-- Brief --
Write the data out again, character for character, with no images.

-- Data records --

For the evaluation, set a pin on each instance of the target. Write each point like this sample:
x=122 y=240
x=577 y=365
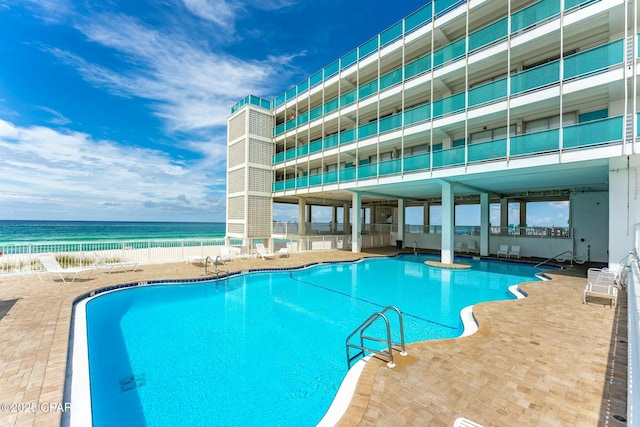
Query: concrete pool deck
x=544 y=360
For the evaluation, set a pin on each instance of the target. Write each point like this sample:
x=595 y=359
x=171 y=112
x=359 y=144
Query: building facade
x=489 y=101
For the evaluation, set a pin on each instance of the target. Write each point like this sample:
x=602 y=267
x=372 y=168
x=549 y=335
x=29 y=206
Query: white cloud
x=71 y=173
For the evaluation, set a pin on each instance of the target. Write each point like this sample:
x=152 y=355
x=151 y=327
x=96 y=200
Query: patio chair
x=52 y=266
x=283 y=252
x=514 y=251
x=471 y=247
x=262 y=252
x=601 y=284
x=504 y=250
x=101 y=263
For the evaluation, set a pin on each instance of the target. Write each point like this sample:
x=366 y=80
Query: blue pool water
x=268 y=348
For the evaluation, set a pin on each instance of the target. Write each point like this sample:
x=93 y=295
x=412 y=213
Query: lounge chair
x=52 y=266
x=102 y=264
x=262 y=252
x=283 y=252
x=601 y=284
x=471 y=247
x=504 y=250
x=514 y=251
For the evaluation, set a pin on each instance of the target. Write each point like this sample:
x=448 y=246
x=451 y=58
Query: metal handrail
x=554 y=257
x=390 y=344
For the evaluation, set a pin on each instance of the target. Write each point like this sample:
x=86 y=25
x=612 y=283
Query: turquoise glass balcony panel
x=391 y=79
x=390 y=167
x=591 y=133
x=449 y=52
x=535 y=78
x=391 y=34
x=315 y=146
x=303 y=118
x=290 y=124
x=533 y=14
x=303 y=87
x=418 y=18
x=443 y=6
x=290 y=184
x=290 y=154
x=419 y=162
x=365 y=131
x=490 y=150
x=368 y=89
x=592 y=60
x=330 y=141
x=348 y=98
x=368 y=48
x=569 y=4
x=348 y=174
x=315 y=113
x=349 y=59
x=417 y=114
x=492 y=91
x=303 y=150
x=390 y=123
x=291 y=93
x=315 y=180
x=450 y=157
x=417 y=67
x=489 y=34
x=279 y=157
x=448 y=105
x=302 y=182
x=348 y=136
x=331 y=106
x=315 y=79
x=538 y=142
x=367 y=171
x=330 y=177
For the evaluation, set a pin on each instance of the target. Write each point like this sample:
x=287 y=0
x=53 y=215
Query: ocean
x=18 y=231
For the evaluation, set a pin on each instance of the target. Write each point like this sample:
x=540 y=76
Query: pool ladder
x=216 y=264
x=388 y=351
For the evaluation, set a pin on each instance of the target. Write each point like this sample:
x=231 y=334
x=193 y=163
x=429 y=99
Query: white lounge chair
x=283 y=252
x=504 y=250
x=52 y=266
x=601 y=284
x=471 y=247
x=102 y=263
x=514 y=251
x=262 y=252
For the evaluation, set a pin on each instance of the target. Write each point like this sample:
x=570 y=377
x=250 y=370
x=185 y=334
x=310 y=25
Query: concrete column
x=504 y=215
x=356 y=231
x=426 y=214
x=485 y=230
x=346 y=218
x=302 y=225
x=401 y=215
x=448 y=228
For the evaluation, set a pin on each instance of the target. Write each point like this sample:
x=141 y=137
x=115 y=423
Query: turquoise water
x=69 y=231
x=267 y=348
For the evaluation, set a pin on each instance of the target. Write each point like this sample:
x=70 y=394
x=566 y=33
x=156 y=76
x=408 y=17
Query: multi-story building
x=487 y=101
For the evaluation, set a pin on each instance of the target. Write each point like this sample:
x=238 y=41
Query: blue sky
x=116 y=110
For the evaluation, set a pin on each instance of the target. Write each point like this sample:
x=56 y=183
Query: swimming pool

-- Task response --
For the evaluation, set a pin on each instance of the target. Write each point like this sample:
x=122 y=240
x=577 y=365
Query: concrete pool deck
x=544 y=360
For the evaluation, set a pin on each instance of the target. Write each point like this sample:
x=595 y=359
x=171 y=112
x=359 y=144
Query: building facade
x=489 y=101
For the evaluation, set a pin on each instance of the target. Write each point like this sample:
x=602 y=267
x=372 y=168
x=549 y=335
x=29 y=206
Query: white cloud
x=71 y=173
For the evaluation, set a pin on each instance of the target. Write each point like this sample:
x=152 y=355
x=151 y=327
x=96 y=200
Query: patio chair
x=52 y=266
x=283 y=252
x=514 y=251
x=471 y=247
x=262 y=252
x=601 y=284
x=504 y=250
x=101 y=263
For the evaluation, set a pin on each instance of the target. Write each point like this sample:
x=366 y=80
Query: blue pool water
x=268 y=348
For the evaluation, set a pin on each instance of the target. Write each point like this sample:
x=93 y=295
x=412 y=213
Query: lounge chair
x=52 y=266
x=102 y=264
x=262 y=252
x=283 y=252
x=601 y=284
x=471 y=247
x=504 y=250
x=514 y=251
For the evaluation, set a pin on each instance of the target. Write each point like this sample:
x=448 y=246
x=451 y=58
Query: metal handrail
x=554 y=257
x=390 y=344
For the evaluation, set a pin on each instance of the target. Write each point like this sample:
x=86 y=25
x=612 y=283
Query: turquoise glass balcony panel
x=391 y=79
x=390 y=167
x=591 y=133
x=449 y=52
x=535 y=78
x=391 y=34
x=315 y=146
x=303 y=118
x=290 y=124
x=533 y=14
x=303 y=87
x=418 y=18
x=443 y=6
x=290 y=184
x=290 y=154
x=419 y=162
x=365 y=131
x=490 y=150
x=368 y=89
x=592 y=60
x=330 y=141
x=348 y=98
x=368 y=48
x=569 y=4
x=348 y=174
x=315 y=113
x=349 y=59
x=417 y=114
x=492 y=91
x=303 y=150
x=390 y=123
x=291 y=93
x=315 y=180
x=450 y=157
x=417 y=67
x=489 y=34
x=279 y=157
x=448 y=105
x=302 y=182
x=348 y=136
x=331 y=106
x=315 y=79
x=538 y=142
x=367 y=171
x=330 y=177
For the evaluation, set a pin on each instance of the target. Write each point like this sample:
x=287 y=0
x=53 y=215
Query: ocean
x=18 y=231
For the evaluation, set a pin on each instance of the target. Write each point like this sample:
x=540 y=76
Query: pool ladder
x=216 y=264
x=388 y=351
For the evaluation, set a pin on each instance of the target. Write each point like this sample:
x=231 y=334
x=193 y=163
x=429 y=99
Query: white lounge chair
x=283 y=252
x=504 y=250
x=52 y=266
x=601 y=284
x=471 y=247
x=102 y=263
x=514 y=251
x=262 y=252
For the evaluation, set a pin on each instance of the target. Write each point like this sample:
x=570 y=377
x=250 y=370
x=185 y=334
x=310 y=25
Query: concrete column
x=504 y=215
x=356 y=231
x=426 y=214
x=485 y=230
x=346 y=218
x=302 y=225
x=401 y=215
x=448 y=228
For the evaluation, set a pin on each instance of the target. Write each point like this sample:
x=141 y=137
x=115 y=423
Query: turquoise water
x=69 y=231
x=267 y=348
For the evaluation, set a pin on each instance of the target. Write each point like this sample:
x=70 y=394
x=566 y=33
x=156 y=76
x=408 y=17
Query: multi-story building
x=487 y=101
For the evaluation, set a pin on each instance of the target. Write each point like this sample:
x=238 y=41
Query: blue sky
x=116 y=110
For the evaluation, set a pin on each instance of the target. Write each point like this sample:
x=56 y=183
Query: swimming pool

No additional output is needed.